■ **WHAT THE TASK ASKS**:
Lay out every line of the items below as a Markdown table with the columns "No." and "Text", putting the row number under "No." and the line under "Text", and skip any blank lines.

■ **DATASET ENTRIES**:
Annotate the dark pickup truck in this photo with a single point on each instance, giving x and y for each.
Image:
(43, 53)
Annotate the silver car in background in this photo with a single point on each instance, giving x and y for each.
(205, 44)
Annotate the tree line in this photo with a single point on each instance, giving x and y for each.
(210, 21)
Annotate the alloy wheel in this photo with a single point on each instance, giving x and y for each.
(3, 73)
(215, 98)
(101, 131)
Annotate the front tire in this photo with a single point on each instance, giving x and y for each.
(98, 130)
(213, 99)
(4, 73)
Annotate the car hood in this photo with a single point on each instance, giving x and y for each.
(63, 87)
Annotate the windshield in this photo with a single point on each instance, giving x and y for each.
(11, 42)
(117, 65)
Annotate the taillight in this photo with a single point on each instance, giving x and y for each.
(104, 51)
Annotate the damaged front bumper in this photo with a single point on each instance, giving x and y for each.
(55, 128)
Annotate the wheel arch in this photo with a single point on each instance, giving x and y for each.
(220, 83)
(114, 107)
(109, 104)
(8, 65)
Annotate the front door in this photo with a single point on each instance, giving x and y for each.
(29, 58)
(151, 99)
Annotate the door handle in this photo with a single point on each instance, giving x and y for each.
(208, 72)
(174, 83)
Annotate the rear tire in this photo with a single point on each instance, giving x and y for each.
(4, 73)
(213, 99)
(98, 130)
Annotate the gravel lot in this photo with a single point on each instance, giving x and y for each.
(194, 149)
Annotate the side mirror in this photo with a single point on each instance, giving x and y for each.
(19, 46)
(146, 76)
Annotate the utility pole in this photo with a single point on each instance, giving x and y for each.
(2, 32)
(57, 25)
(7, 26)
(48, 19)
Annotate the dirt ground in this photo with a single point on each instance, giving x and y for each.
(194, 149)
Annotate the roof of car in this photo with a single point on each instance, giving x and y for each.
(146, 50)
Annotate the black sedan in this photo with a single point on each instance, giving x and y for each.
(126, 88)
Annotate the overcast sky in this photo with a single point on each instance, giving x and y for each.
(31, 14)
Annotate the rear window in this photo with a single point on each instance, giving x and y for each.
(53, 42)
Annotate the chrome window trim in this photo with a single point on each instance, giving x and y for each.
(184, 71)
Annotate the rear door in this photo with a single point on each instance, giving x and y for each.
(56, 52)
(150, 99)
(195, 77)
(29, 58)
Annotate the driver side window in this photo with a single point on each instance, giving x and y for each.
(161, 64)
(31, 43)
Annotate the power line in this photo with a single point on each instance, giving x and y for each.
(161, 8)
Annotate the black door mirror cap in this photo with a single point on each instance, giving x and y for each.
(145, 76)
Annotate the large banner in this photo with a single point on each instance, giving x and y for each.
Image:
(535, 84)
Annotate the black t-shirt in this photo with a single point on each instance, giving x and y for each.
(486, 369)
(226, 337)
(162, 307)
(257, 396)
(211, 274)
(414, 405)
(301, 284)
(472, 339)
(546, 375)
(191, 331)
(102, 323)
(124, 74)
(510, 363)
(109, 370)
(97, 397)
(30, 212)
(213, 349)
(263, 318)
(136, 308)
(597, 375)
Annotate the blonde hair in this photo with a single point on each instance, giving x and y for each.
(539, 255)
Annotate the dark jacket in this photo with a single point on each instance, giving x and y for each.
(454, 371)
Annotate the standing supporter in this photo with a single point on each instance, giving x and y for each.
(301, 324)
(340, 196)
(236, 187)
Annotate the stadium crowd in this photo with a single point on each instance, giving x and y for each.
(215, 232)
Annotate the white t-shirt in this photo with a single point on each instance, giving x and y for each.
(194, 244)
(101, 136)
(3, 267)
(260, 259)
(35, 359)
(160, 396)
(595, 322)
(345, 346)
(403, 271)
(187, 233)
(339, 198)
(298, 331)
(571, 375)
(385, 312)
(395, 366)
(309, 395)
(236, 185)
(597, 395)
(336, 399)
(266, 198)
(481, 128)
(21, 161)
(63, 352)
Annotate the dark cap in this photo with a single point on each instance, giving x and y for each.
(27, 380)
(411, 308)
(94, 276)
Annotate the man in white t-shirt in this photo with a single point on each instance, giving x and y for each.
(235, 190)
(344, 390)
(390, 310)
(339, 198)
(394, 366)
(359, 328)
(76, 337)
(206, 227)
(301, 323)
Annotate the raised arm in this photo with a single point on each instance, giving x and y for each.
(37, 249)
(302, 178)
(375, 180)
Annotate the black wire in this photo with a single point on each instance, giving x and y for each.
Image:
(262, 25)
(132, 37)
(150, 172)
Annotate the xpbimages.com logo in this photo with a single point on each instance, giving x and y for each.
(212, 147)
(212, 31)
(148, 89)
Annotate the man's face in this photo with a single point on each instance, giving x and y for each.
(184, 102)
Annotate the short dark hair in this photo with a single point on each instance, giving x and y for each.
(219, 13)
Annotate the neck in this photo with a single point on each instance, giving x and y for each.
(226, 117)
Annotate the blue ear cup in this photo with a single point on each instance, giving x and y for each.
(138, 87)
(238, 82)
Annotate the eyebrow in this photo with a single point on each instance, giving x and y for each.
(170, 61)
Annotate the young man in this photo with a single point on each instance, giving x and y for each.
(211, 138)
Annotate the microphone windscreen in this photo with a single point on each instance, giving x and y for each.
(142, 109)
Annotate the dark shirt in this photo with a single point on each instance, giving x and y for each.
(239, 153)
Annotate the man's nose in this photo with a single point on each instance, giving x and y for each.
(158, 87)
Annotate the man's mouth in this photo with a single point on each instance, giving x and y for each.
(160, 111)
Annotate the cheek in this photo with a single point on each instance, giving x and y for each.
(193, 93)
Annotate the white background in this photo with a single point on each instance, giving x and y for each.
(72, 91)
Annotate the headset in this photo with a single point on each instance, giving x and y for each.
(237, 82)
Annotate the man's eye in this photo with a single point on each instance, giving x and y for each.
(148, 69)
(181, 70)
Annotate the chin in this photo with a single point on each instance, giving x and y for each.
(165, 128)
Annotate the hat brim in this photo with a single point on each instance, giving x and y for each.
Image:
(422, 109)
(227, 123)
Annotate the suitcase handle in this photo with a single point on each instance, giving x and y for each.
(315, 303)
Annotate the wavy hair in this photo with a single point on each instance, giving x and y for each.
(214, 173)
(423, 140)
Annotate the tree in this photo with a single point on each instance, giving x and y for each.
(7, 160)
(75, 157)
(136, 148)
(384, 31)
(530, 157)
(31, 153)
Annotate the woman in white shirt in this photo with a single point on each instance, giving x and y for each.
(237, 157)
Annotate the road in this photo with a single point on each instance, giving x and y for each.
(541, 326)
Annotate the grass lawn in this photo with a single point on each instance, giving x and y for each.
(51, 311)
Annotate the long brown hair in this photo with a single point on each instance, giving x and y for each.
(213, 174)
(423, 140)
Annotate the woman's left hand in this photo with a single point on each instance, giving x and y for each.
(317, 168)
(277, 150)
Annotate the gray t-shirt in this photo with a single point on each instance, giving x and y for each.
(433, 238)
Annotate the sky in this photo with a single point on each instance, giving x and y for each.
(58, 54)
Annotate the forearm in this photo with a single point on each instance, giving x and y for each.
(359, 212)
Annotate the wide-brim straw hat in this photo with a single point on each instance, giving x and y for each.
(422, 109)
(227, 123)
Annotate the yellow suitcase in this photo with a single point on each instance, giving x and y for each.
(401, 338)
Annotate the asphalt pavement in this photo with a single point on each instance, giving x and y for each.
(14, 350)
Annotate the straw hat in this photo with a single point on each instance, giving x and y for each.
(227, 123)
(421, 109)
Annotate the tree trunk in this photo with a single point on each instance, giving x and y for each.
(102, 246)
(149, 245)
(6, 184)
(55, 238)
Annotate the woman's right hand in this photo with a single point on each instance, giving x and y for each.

■ **CORRECT ANSWER**:
| No. | Text |
|---|---|
| 1 | Annotate the dark pickup truck in this photo with a single point on each instance, giving x and y for each. |
| 2 | Image: |
| 3 | (43, 53) |
| 4 | Annotate the silver car in background in this photo with a single point on each instance, giving x and y for each. |
| 5 | (205, 44) |
| 6 | Annotate the tree line in this photo with a single point on each instance, giving x and y for each. |
| 7 | (210, 21) |
| 8 | Annotate the alloy wheel in this photo with a single point on each instance, giving x and y for each. |
| 9 | (3, 73) |
| 10 | (215, 98) |
| 11 | (101, 131) |
| 12 | Annotate the front tire in this photo with a single point on each instance, giving x and y for each. |
| 13 | (98, 130) |
| 14 | (213, 99) |
| 15 | (4, 73) |
| 16 | Annotate the car hood in this photo with a single point on each instance, giving x and y for each. |
| 17 | (63, 87) |
| 18 | Annotate the windshield in this photo with a single point on each instance, giving x and y for each. |
| 19 | (11, 42) |
| 20 | (117, 65) |
| 21 | Annotate the taillight in this photo with a single point on each instance, giving x and y for each. |
| 22 | (104, 51) |
| 23 | Annotate the damaged front bumper in this photo with a single point on each instance, giving x and y for each. |
| 24 | (55, 128) |
| 25 | Annotate the wheel arch in this photo with a single point on each instance, giving x and y for each. |
| 26 | (220, 83) |
| 27 | (114, 107) |
| 28 | (109, 104) |
| 29 | (8, 65) |
| 30 | Annotate the front door in this photo with a single point on each instance, giving x and y for each. |
| 31 | (29, 58) |
| 32 | (151, 99) |
| 33 | Annotate the door handle in this photo with a single point on each instance, giving x and y for each. |
| 34 | (208, 72) |
| 35 | (174, 83) |
| 36 | Annotate the rear tire in this photo with a single point on each instance, giving x and y for each. |
| 37 | (4, 73) |
| 38 | (213, 99) |
| 39 | (98, 130) |
| 40 | Annotate the gravel lot in this photo with a single point on each instance, giving x and y for each. |
| 41 | (194, 149) |
| 42 | Annotate the side mirror in this photo with a single point on each instance, giving x and y for each. |
| 43 | (19, 46) |
| 44 | (146, 76) |
| 45 | Annotate the utility pole in this photo with a single point on each instance, giving x and y for each. |
| 46 | (2, 32) |
| 47 | (57, 25) |
| 48 | (7, 26) |
| 49 | (48, 19) |
| 50 | Annotate the dirt ground in this photo with a single point on each instance, giving x and y for each. |
| 51 | (194, 149) |
| 52 | Annotate the roof of car in this photo with a single point on each instance, giving x and y for each. |
| 53 | (146, 50) |
| 54 | Annotate the black sedan in this photo with a single point on each instance, giving x and y for each. |
| 55 | (126, 88) |
| 56 | Annotate the overcast sky in this photo with a single point on each instance, giving x and y for each. |
| 57 | (31, 14) |
| 58 | Annotate the rear window in this photo with a single point on each instance, giving x and y for each. |
| 59 | (53, 42) |
| 60 | Annotate the chrome window trim in this photo with a single point on each instance, giving x and y for each. |
| 61 | (184, 71) |
| 62 | Annotate the rear door in this photo with a single point on each instance, giving x and y for each. |
| 63 | (56, 52) |
| 64 | (150, 99) |
| 65 | (195, 77) |
| 66 | (29, 58) |
| 67 | Annotate the driver side window in this photo with a single point on each instance, giving x and y for each. |
| 68 | (161, 64) |
| 69 | (31, 43) |
| 70 | Annotate the power line in this photo with a single point on each instance, giving x and y for each. |
| 71 | (161, 8) |
| 72 | Annotate the black door mirror cap in this photo with a single point on each instance, giving x and y for each. |
| 73 | (145, 76) |
| 74 | Annotate the large banner in this photo with a single point on each instance, giving x and y for each. |
| 75 | Image: |
| 76 | (535, 84) |
| 77 | Annotate the black t-shirt in this photo with a single point on each instance, giving x and y for each. |
| 78 | (486, 369) |
| 79 | (226, 337) |
| 80 | (162, 307) |
| 81 | (257, 396) |
| 82 | (211, 274) |
| 83 | (414, 405) |
| 84 | (301, 284) |
| 85 | (472, 339) |
| 86 | (546, 375) |
| 87 | (191, 331) |
| 88 | (102, 323) |
| 89 | (124, 74) |
| 90 | (510, 363) |
| 91 | (109, 370) |
| 92 | (97, 397) |
| 93 | (30, 212) |
| 94 | (213, 349) |
| 95 | (263, 318) |
| 96 | (136, 308) |
| 97 | (597, 375) |
| 98 | Annotate the blonde hair in this photo with a single point on each instance, giving x and y for each. |
| 99 | (539, 255) |
| 100 | Annotate the dark jacket in this photo with a single point on each instance, giving x and y for each. |
| 101 | (454, 371) |
| 102 | Annotate the standing supporter in this photo with a single point on each instance, giving x and y for each. |
| 103 | (301, 324) |
| 104 | (340, 196) |
| 105 | (236, 187) |
| 106 | Annotate the stadium crowd in this photo with a single point on each instance, giving x and y for each. |
| 107 | (215, 232) |
| 108 | Annotate the white t-shirt in this photo with a single point on each instance, giving x and y for each. |
| 109 | (194, 244) |
| 110 | (101, 136) |
| 111 | (3, 267) |
| 112 | (260, 259) |
| 113 | (35, 359) |
| 114 | (160, 396) |
| 115 | (595, 322) |
| 116 | (345, 346) |
| 117 | (403, 271) |
| 118 | (187, 233) |
| 119 | (339, 198) |
| 120 | (298, 331) |
| 121 | (571, 375) |
| 122 | (385, 312) |
| 123 | (395, 366) |
| 124 | (309, 395) |
| 125 | (236, 185) |
| 126 | (597, 395) |
| 127 | (336, 399) |
| 128 | (266, 198) |
| 129 | (481, 128) |
| 130 | (21, 161) |
| 131 | (63, 352) |
| 132 | Annotate the dark cap in this photo with a single point on each instance, giving x and y for each. |
| 133 | (27, 380) |
| 134 | (411, 308) |
| 135 | (94, 276) |
| 136 | Annotate the man in white t-shirt in this photo with a single point on each instance, giving x and y for each. |
| 137 | (235, 190) |
| 138 | (344, 390) |
| 139 | (390, 310) |
| 140 | (339, 198) |
| 141 | (394, 366) |
| 142 | (359, 328) |
| 143 | (76, 337) |
| 144 | (206, 227) |
| 145 | (301, 323) |
| 146 | Annotate the raised arm in this photo with a single point on each instance, giving x and y for each. |
| 147 | (37, 249) |
| 148 | (302, 178) |
| 149 | (375, 180) |
| 150 | Annotate the black wire in this photo with a single point on each instance, giving x and y for each. |
| 151 | Image: |
| 152 | (262, 25) |
| 153 | (132, 37) |
| 154 | (150, 172) |
| 155 | Annotate the xpbimages.com logo in this photo with a single point on each instance, giving x and y for each. |
| 156 | (212, 147) |
| 157 | (212, 31) |
| 158 | (148, 89) |
| 159 | Annotate the man's face in this photo with a single point on each instance, giving x and y for each. |
| 160 | (184, 102) |
| 161 | Annotate the short dark hair in this photo with a single point on each instance, giving x and y for each. |
| 162 | (219, 13) |
| 163 | Annotate the neck in this photo with a single point on each instance, giving x and y for each. |
| 164 | (226, 117) |
| 165 | Annotate the blue ear cup in this photo with a single point on each instance, giving x and y for each. |
| 166 | (138, 87) |
| 167 | (238, 82) |
| 168 | Annotate the eyebrow in this photo with a single point on each instance, giving x and y for each. |
| 169 | (170, 61) |
| 170 | Annotate the young man in this photo with a single point on each instance, giving x and y for each. |
| 171 | (211, 138) |
| 172 | Annotate the microphone windscreen in this photo with a single point on each instance, giving x and y for each. |
| 173 | (142, 109) |
| 174 | Annotate the dark shirt in this photo with a single point on each instance, giving x and y for each. |
| 175 | (239, 153) |
| 176 | Annotate the man's nose in this photo with a single point on each instance, giving x and y for each. |
| 177 | (158, 87) |
| 178 | Annotate the man's mouth in this photo with a single point on each instance, giving x and y for each. |
| 179 | (160, 111) |
| 180 | Annotate the cheek in this photo with a single point on each instance, giving x and y for each. |
| 181 | (193, 93) |
| 182 | Annotate the white background in this photo with a single point on each instance, giving x and y for each. |
| 183 | (72, 91) |
| 184 | Annotate the headset in this photo with a single point on each instance, giving x and y for each. |
| 185 | (237, 82) |
| 186 | Annotate the man's eye in this photo with a single point on each instance, giving x and y for each. |
| 187 | (148, 69) |
| 188 | (181, 70) |
| 189 | Annotate the chin in this photo with a single point on each instance, giving x and y for each. |
| 190 | (165, 128) |
| 191 | Annotate the hat brim in this photo with a single point on each instance, giving x and y for each. |
| 192 | Image: |
| 193 | (422, 109) |
| 194 | (227, 123) |
| 195 | Annotate the suitcase handle in this photo with a single point on each instance, giving x and y for each. |
| 196 | (315, 303) |
| 197 | Annotate the wavy hair in this photo with a single point on each instance, giving x and y for each. |
| 198 | (214, 173) |
| 199 | (423, 140) |
| 200 | Annotate the tree in this photo with a single point on each instance, giving x and y for each. |
| 201 | (7, 160) |
| 202 | (75, 157) |
| 203 | (136, 148) |
| 204 | (384, 31) |
| 205 | (530, 157) |
| 206 | (31, 153) |
| 207 | Annotate the woman in white shirt in this photo with a single point on each instance, giving x and y for each. |
| 208 | (237, 157) |
| 209 | Annotate the road in this photo with a single point on each instance, giving x and y for each. |
| 210 | (541, 326) |
| 211 | Annotate the grass lawn in this photo with a single point on each instance, giving x and y for each. |
| 212 | (51, 311) |
| 213 | Annotate the long brown hair in this photo with a single point on each instance, giving x and y for each. |
| 214 | (213, 174) |
| 215 | (423, 140) |
| 216 | Annotate the woman's left hand in this photo with a single point on each instance, giving x and y for each. |
| 217 | (317, 168) |
| 218 | (277, 150) |
| 219 | Annotate the gray t-shirt in this photo with a single point on each instance, giving x and y for each. |
| 220 | (433, 238) |
| 221 | Annotate the sky in this photo with a single point on each instance, giving x and y for each. |
| 222 | (58, 54) |
| 223 | Annotate the forearm in this photo with a single point on each instance, giving x and y for each. |
| 224 | (359, 212) |
| 225 | Annotate the wide-brim straw hat in this photo with a single point on each instance, giving x and y for each. |
| 226 | (422, 109) |
| 227 | (227, 123) |
| 228 | Annotate the yellow suitcase in this photo with a single point on each instance, giving x and y for each. |
| 229 | (401, 338) |
| 230 | Annotate the asphalt pavement in this photo with a single point on each instance, giving x and y for each. |
| 231 | (14, 350) |
| 232 | Annotate the straw hat in this photo with a single point on each instance, giving x and y for each. |
| 233 | (227, 123) |
| 234 | (421, 109) |
| 235 | Annotate the tree trunk in this photo with a single point on each instance, giving x and y for each. |
| 236 | (102, 246) |
| 237 | (149, 245) |
| 238 | (6, 184) |
| 239 | (55, 238) |
| 240 | Annotate the woman's right hand in this photo with a single point on each instance, giving x and y for each. |